Line by line, please look for the word "shadow" in the following records, then copy each line you find it in.
Input below:
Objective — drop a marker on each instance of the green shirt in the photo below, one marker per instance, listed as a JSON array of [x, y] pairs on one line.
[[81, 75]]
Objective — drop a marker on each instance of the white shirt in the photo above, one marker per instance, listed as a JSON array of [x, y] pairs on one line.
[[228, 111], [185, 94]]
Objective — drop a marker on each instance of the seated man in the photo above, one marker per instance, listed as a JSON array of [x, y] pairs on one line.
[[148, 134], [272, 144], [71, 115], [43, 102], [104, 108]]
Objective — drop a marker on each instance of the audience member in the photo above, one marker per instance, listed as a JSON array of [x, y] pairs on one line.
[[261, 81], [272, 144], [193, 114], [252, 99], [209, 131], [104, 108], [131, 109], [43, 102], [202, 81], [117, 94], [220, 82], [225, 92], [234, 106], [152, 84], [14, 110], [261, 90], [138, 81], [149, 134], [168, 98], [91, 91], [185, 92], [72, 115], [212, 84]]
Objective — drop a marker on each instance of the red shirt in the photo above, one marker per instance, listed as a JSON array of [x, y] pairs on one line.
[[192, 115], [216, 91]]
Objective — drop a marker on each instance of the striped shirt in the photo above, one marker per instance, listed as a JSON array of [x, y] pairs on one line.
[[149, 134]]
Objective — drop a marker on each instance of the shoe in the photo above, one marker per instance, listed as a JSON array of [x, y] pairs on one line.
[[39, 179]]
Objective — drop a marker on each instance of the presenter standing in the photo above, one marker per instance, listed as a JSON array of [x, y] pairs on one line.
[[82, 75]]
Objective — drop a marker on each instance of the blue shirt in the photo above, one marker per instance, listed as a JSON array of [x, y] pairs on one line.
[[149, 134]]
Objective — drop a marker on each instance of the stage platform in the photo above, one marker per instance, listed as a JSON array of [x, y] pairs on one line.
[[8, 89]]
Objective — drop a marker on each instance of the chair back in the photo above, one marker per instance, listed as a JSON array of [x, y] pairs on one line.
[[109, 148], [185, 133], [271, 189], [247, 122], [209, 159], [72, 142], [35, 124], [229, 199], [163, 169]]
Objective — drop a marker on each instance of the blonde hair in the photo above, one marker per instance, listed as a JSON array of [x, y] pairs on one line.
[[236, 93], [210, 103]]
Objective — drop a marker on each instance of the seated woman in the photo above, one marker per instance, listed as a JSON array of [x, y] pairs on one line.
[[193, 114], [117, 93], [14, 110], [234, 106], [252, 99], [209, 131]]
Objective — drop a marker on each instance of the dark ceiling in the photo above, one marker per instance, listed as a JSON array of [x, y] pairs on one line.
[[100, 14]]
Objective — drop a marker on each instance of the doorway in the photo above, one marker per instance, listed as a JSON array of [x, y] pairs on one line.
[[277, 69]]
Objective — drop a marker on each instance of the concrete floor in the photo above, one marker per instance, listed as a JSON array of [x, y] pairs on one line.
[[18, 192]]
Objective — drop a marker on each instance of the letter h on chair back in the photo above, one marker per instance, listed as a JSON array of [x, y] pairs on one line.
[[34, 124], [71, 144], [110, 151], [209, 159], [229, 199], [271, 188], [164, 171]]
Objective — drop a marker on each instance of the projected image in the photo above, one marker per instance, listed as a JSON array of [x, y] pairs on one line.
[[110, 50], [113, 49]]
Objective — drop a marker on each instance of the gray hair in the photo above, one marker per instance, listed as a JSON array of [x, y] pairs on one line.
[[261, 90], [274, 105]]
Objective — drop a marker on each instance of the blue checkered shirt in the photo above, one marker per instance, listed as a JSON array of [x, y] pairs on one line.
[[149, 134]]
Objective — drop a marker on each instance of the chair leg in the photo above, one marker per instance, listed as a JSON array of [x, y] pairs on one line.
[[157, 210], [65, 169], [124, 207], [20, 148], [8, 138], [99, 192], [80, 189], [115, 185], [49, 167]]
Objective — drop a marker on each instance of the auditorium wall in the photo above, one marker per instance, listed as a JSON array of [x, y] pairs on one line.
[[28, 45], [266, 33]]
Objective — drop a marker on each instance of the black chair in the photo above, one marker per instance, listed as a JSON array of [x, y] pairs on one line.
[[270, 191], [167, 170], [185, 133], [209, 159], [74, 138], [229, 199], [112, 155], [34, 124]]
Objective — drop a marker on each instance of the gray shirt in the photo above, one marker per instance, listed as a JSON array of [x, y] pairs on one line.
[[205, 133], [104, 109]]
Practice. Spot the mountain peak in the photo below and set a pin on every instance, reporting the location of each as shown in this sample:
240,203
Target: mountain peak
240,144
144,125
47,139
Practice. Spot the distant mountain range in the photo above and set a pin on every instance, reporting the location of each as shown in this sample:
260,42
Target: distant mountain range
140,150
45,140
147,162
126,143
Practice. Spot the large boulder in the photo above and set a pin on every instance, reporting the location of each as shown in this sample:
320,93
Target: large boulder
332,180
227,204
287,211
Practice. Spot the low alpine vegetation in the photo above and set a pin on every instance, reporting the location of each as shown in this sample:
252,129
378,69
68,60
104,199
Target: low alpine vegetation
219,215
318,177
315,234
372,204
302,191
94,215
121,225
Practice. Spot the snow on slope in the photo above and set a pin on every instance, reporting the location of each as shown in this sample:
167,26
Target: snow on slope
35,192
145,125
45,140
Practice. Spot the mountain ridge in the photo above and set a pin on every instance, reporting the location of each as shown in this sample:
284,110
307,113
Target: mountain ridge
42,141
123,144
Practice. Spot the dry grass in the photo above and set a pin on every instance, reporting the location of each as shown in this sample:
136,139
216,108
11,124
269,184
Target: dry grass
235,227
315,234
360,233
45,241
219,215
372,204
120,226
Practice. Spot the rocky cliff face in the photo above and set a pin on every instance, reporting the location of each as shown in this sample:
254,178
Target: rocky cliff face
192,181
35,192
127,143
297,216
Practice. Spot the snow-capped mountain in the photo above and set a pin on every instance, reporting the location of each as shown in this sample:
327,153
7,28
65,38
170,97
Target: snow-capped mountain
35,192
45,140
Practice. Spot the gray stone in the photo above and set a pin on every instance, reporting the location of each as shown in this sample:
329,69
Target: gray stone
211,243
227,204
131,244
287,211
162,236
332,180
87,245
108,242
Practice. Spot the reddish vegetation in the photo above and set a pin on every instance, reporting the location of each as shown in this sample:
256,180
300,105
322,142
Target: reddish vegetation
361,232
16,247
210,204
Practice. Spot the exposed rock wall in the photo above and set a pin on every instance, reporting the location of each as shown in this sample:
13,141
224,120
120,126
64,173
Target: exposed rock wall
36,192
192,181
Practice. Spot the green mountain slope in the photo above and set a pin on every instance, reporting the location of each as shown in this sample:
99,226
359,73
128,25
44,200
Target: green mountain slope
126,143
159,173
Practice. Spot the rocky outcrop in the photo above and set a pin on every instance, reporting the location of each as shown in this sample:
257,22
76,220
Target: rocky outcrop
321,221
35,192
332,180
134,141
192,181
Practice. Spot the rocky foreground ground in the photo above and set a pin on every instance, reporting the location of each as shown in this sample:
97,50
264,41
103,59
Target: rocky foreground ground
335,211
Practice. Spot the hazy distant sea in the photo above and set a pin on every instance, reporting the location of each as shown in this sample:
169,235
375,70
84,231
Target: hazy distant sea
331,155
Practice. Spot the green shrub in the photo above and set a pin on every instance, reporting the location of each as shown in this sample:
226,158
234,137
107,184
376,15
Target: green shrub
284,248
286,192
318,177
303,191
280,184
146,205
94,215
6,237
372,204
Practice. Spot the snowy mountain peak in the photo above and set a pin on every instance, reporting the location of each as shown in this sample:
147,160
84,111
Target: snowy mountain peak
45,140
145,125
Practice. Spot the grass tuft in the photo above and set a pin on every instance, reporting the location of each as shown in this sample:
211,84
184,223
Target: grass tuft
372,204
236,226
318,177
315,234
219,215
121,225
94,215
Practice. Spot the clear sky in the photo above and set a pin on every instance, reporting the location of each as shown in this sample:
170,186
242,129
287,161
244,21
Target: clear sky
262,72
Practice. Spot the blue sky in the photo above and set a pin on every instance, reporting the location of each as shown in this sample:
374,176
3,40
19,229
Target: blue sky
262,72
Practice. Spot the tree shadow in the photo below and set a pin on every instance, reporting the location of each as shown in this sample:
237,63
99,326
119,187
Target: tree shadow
End of Input.
▶ [Answer to the problem]:
Practice. Spot the tree shadow in the photo below and set a pin on every instance, reporting the location of each as shown in this sample:
Target: tree shadow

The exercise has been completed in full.